Passage to read —
⁂

Koalas are marsupial mammals, which means that their young are born immature and that they develop further in the safety of a pouch, like kangaroos. They can grow to between 60 and 85 centimeters, or 24 and 33 inches, in length. They can weigh about 14 kilograms, or 31 pounds. Take a look below for 28 more fun and fascinating facts about koalas.
1. They have large noses that are either black or pink.
2. Wild koalas can live between 12 and 14 years. Captive koalas can live between 16 and 20 years, due to better living conditions.
3. They’re found in the eucalyptus forests of eastern Australia. They have grey fur with a cream colored chest and strong, clawed feet, which makes them perfect for living in trees.
4. Their offspring grow and develop in the pouch for about 6 months. Once they’re strong enough, they will ride around on their mother’s back for another 6 months, using the pouch to feed.

⁂

Prompt A —
Repeat the koala passage word for word, starting at "Koalas are marsupial" and ending at "black or pink.".
Prompt B —
Translate this sentence from the koala passage into Spanish: "Wild koalas can live between 12 and 14 years."
Prompt C —
According to the koala passage, for about how long do koala offspring grow and develop in the pouch?
The material that comes next has no connection to the koala passage.

⁂

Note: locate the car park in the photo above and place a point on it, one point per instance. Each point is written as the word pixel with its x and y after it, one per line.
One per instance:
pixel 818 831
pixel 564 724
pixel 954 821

⁂

Reply A —
Koalas are marsupial mammals, which means that their young are born immature and that they develop further in the safety of a pouch, like kangaroos. They can grow to between 60 and 85 centimeters, or 24 and 33 inches, in length. They can weigh about 14 kilograms, or 31 pounds. Take a look below for 28 more fun and fascinating facts about koalas.
1. They have large noses that are either black or pink.

Reply B —
Los koalas salvajes pueden vivir entre 12 y 14 años.

Reply C —
About 6 months.